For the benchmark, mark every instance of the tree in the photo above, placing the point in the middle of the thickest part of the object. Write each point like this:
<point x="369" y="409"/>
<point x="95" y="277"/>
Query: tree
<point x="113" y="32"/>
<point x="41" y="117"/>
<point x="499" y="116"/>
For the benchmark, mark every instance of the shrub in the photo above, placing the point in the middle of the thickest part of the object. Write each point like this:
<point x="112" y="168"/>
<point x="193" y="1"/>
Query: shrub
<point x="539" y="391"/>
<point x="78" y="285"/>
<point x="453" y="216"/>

------------

• [EXERCISE BRIEF]: Copy out all of the lines above, reproducing each one character for character.

• [REPLY TO THE EXERCISE]:
For the benchmark, mark every instance of the tree in the photo above, placing the point in the middle of the thickest part of the object. Write each point like this:
<point x="369" y="409"/>
<point x="95" y="277"/>
Query: tree
<point x="113" y="32"/>
<point x="41" y="117"/>
<point x="499" y="116"/>
For the benchmark, mark every instance of the shrub in the photo above, placing the point in the middle of the thickest part of the object. Write each point like this:
<point x="112" y="168"/>
<point x="193" y="1"/>
Query: shrub
<point x="539" y="391"/>
<point x="78" y="285"/>
<point x="453" y="216"/>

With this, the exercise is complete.